## Activity
Which four organisms or groups are listed under the general Corynebacterium heading in the lecture notes below?

## Passage provided
- Opening Delimiter -

Biology 216 - Lecture 25
Corynebacterium
I. Corynebacterium (general) - 
	Taxonomic mess (coryneform gp) - related to acid fast (C32)
	Found in soil, water, skin, mucus membranes
	A. Propionibacterium acnes (Used to Coryne) - anaerobe; 
		lipolytic enz; acne; tetracycline
	B. Corynebacterium diphtheriae - exotoxin -> cell death
	C. Diphtheroid - common skin, usually not 
		speciated since contaminant.
	D. JK group - Prosthetic valve, neutropenics, resist antibiotics
II. C. diphtheriae - man only
	First disease completely described by action of an exotoxin.
	A. Bacteriology - Gm+ pleomorphic rod; Koryne (club) 
			especially in inadequate media
		Loeffler - coagulated serum; metachromatic granules 
			(LMB) - polyphosphates
	     Snapping division - chromosome shapes
	     Colony types (biotypes) - 3 types on tellurite
		 (mitis, gravis, intermedius)
		Originally reported difference in virulence - not true
	B. Diphtheria toxin - 1888, cell-free simulates disease
		 (heart, CNS necrosis)
		Local infection (nasopharyngeal) - systemic toxin effects; 
			LD50 for guinea pig, 25 ng
		The major virulence factor and protective antigen; 
			Single serotype
		1. Toxin production - phage encoded and 
			iron regulated transcription.
		Corynephage - integrates into bacterial chromosome -> lysogeny
		Iron regulation: 	Phage + coryne extract -> toxin
				Phage + coryne extract + Fe -> no toxin
				Phage + e. coli extract -> toxin
				Phage + e. coli + Fe -> toxin
		Model - C. diphth codes aporepressor
			 (dtxR = diphtheria toxin regulation)
				 which binds Fe to block transcription.
		2. Toxin structure - 2 subunits (A and B linked by disulfide)
			A/B endocytosed, pH of endocytic vessicle drops, 
			toxin shape changes, cross.
		3. MOA - ADP-ribosylates EFII (at modified histidine 
			- diphthamide): Blocks peptide elongation.
			All eucaryotes have this. Only cell protein with 
				this modified diphthamide.

- Closing Delimiter -

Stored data

- Opening Delimiter -

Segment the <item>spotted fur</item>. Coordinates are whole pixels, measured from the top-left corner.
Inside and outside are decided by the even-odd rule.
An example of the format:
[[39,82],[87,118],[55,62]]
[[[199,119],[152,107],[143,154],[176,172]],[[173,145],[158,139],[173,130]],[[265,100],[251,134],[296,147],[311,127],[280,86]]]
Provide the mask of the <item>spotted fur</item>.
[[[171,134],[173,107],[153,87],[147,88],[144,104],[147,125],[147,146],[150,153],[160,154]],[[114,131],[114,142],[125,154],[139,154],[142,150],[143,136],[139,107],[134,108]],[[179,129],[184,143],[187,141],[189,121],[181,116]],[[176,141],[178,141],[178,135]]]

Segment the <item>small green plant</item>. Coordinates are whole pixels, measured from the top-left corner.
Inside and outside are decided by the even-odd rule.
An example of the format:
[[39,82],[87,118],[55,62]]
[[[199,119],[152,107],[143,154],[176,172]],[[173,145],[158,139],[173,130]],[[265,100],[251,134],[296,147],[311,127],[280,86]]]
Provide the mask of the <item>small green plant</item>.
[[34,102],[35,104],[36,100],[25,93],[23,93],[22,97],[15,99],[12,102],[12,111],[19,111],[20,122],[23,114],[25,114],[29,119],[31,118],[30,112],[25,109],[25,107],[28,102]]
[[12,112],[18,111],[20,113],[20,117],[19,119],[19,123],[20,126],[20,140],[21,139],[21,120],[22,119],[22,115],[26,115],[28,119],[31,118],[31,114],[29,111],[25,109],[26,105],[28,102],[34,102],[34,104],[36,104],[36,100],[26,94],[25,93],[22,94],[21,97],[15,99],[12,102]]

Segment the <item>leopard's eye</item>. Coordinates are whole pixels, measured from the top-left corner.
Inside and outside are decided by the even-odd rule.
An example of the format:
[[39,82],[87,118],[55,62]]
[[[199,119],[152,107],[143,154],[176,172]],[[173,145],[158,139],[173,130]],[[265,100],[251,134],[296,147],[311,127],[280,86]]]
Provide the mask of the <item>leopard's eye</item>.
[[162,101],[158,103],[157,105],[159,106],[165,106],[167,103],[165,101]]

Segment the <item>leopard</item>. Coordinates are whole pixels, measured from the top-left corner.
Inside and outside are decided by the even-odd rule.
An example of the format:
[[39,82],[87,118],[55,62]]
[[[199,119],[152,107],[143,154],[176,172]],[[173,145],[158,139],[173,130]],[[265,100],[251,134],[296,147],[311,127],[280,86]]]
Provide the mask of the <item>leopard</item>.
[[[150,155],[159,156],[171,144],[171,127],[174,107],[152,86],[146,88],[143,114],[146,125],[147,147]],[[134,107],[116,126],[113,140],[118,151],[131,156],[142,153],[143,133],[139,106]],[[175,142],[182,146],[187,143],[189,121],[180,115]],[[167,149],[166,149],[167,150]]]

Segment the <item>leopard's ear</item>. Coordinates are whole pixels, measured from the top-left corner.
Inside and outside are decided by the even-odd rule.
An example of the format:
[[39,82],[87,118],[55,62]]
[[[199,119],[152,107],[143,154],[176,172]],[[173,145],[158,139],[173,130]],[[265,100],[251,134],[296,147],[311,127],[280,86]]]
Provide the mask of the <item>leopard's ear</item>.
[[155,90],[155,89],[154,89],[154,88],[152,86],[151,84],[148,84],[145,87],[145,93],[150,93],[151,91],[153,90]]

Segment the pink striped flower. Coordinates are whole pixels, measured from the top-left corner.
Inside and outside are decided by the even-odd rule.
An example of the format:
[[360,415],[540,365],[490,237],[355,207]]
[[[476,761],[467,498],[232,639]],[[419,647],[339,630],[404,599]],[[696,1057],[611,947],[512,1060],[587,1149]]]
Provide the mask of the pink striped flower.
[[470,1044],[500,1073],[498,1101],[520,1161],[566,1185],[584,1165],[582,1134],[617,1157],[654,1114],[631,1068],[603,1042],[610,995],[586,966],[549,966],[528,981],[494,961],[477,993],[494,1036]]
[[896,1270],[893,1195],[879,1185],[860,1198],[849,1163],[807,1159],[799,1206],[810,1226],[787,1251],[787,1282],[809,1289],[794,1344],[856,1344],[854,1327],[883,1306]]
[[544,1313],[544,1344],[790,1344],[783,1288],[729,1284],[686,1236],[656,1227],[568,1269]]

- Closing Delimiter -

## Result below
Propionibacterium acnes, Corynebacterium diphtheriae, Diphtheroid, and the JK group.